## 抜粋文
━━━━━━

2010/05/24 |
1年生の皆さん、ご入学おめでとうございます。私は、医学部医学科3年生の今鉄男と申します。
私が、薬理ゲノミクスの門を叩いたのは1年生の11月でした。何か医学生として全力で医学と向き合うには研究室に所属するのが得策だと思い、新医学専攻に登録することを思い立ったのがきっかけでした。
薬理ゲノミクスでは、田中先生を始めとした医学に本当に熱い先生方、大学院生の方々の指導を受けることができ、日々成長している自分がいます。実験を通して、幾度となく試行錯誤を繰り返し、時には実験の失敗が続いて落ち込んだりもします。しかし、実験が成功し、世界でまだ誰も知らないことを自分が最初に解き明かしたときの爽快感は相当なものです。また、研究を通して、まだ治療法の確立されていない病気に対する解法を求め続けることが、病に苦しむ患者さんのためになるのだという実感が、医学生としてとても充実感を覚えます。
私が薬理ゲノミクスに通い始めてからは、医学部の正規のカリキュラムに対しての取り組みも、大きく変わりました。実験を通して最新の遺伝学的手法や、薬理学的手法に精通することができ、医学部の専門の授業の内容が大変理解しやすくなった上、教科書の単なる丸暗記でなく、講義を通して自分なりに学びを深める姿勢を身につけることができました。また、一見して、臨床医学に関係のなさそうな話でも、想像を豊かにして、治療薬や診断方法に結び付けて考えることにより、何一つ無駄な講義はないのだという信念を持ちました。

━━━━━━

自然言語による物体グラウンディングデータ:

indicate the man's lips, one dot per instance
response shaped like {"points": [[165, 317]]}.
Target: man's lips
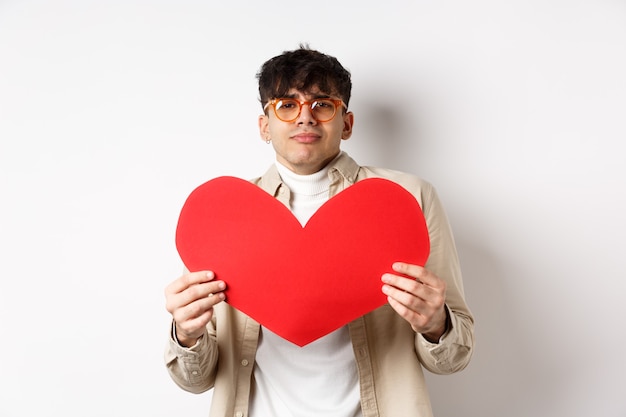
{"points": [[305, 137]]}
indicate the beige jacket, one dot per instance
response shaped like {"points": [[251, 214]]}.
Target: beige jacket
{"points": [[389, 354]]}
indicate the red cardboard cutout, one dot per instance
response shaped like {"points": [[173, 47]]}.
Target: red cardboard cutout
{"points": [[301, 282]]}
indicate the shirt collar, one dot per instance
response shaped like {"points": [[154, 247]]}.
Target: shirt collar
{"points": [[343, 165]]}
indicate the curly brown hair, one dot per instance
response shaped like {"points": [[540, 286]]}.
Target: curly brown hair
{"points": [[303, 69]]}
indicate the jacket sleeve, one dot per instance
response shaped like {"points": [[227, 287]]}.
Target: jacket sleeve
{"points": [[193, 369], [455, 348]]}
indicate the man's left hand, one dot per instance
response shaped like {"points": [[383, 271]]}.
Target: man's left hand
{"points": [[419, 297]]}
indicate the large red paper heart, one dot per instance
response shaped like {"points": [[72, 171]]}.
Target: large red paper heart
{"points": [[301, 282]]}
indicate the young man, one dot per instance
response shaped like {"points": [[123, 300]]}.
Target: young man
{"points": [[373, 365]]}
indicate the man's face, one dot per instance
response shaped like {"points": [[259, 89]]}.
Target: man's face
{"points": [[305, 145]]}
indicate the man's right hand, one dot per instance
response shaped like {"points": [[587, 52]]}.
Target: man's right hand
{"points": [[190, 300]]}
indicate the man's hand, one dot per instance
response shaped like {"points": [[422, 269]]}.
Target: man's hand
{"points": [[420, 299], [190, 300]]}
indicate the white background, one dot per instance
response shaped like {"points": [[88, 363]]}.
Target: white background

━━━━━━

## 取り組む課題
A: 薬理ゲノミクスの体験談について、次の問いに答えなさい。
(i) 筆者は何学部何学科の何年生か。
(ii) 筆者が薬理ゲノミクスの門を叩いたのはいつか。
(iii) 薬理ゲノミクスに通い始めてから、筆者の何に対する取り組みが大きく変わったか。
B: 薬理ゲノミクスの体験談を、最後の文のあとから書き継ぎなさい。
記録はここでは一切使用しない。

## 解答
A:
(i) 医学部医学科の3年生
(ii) 1年生の11月
(iii) 医学部の正規のカリキュラム

B:
私自身は、患者さんに寄り添った医療が提供できる医師になりたいと思い、医学部を志しました。はじめのうちは臨床医学しか興味がなく、基礎医学を軽視していました。しかし、薬理ゲノミクスで基礎医学を学ぶにうちに、考え方は変わっていきました。基礎医学をしっかりと学ぶことによって、臨床医学の内容が大変見通しがよくなるし、逆に臨床医学のことがわかっていると基礎医学にフィードバックができるのです。基礎医学と臨床医学の協力が、医療全体の質を向上させ、‘みんなで’、新しいものを次々に生み出していくことが必要だと考えます。僕は次のことを自問自答しています。
「基礎・臨床は切っても切れないものなんだ!その二つは表裏一体なんだ!!」
既存の治療法では、治せない患者さんはたくさんいます。その方々の気持ちに思いをはせたとき、私たちがしなければならないことが自ずと見えてくると思います。
1年生の皆さんは、今、部活等に所属し、新しい大学生活を満喫されているころだと思います。薬理ゲノミクスは、部活やサークルなどの予定は十分に考慮して指導していただけるの(事実、私は社会人サッカーや、サッカーサークル、軽音サークルを掛け持ちしています)で、皆さんの生活の中に、薬理ゲノミクスで本気で医学と向き合う時間を持ってみませんか?もしも、興味を持たれたなら、一度気軽に薬理ゲノミクスに遊びに来てみてください。みなさんと一緒に医学を勉強できる時がくることを心待ちにしています。